__Work to do__
Extract every line of the records below that contains the word "dark". Copy each such line in full.

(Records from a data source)
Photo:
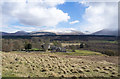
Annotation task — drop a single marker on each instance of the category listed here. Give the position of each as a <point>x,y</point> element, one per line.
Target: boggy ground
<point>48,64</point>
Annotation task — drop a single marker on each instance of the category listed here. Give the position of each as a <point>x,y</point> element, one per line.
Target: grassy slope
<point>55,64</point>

...

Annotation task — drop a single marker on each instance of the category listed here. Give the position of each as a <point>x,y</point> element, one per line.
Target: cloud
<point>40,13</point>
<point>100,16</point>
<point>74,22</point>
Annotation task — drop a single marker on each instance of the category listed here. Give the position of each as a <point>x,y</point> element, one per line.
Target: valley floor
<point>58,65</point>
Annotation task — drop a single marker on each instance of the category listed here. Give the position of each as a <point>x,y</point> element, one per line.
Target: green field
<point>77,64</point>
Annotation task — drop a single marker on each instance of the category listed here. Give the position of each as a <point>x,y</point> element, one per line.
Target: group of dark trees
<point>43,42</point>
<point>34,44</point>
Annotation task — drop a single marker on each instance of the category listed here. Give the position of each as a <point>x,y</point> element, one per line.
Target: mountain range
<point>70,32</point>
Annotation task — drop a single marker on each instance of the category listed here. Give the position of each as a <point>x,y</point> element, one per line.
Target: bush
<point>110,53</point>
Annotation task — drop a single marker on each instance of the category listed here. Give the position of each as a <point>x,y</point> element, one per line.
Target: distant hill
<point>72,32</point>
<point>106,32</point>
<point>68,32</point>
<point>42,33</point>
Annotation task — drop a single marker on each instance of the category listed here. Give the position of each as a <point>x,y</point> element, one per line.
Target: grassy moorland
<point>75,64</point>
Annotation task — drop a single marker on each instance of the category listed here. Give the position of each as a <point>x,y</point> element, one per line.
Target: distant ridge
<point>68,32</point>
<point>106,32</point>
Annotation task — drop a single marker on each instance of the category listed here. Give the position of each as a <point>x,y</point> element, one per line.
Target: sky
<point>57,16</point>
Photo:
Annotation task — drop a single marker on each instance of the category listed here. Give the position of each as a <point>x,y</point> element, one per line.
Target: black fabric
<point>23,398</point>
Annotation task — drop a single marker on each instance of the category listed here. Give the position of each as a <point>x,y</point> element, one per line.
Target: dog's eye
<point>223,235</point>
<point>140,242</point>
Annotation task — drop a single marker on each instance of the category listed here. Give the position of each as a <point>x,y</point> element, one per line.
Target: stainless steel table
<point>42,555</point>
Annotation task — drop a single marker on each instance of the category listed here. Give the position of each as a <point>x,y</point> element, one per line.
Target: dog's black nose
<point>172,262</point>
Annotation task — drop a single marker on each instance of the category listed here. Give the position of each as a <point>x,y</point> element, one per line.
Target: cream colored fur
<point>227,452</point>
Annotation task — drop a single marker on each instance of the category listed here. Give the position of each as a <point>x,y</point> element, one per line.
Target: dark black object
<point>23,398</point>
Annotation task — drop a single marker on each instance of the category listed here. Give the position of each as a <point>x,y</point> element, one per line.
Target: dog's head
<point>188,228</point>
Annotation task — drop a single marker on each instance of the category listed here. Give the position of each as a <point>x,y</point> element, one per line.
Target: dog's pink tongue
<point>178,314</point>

__The output__
Target: group of dark trees
Target: dark black object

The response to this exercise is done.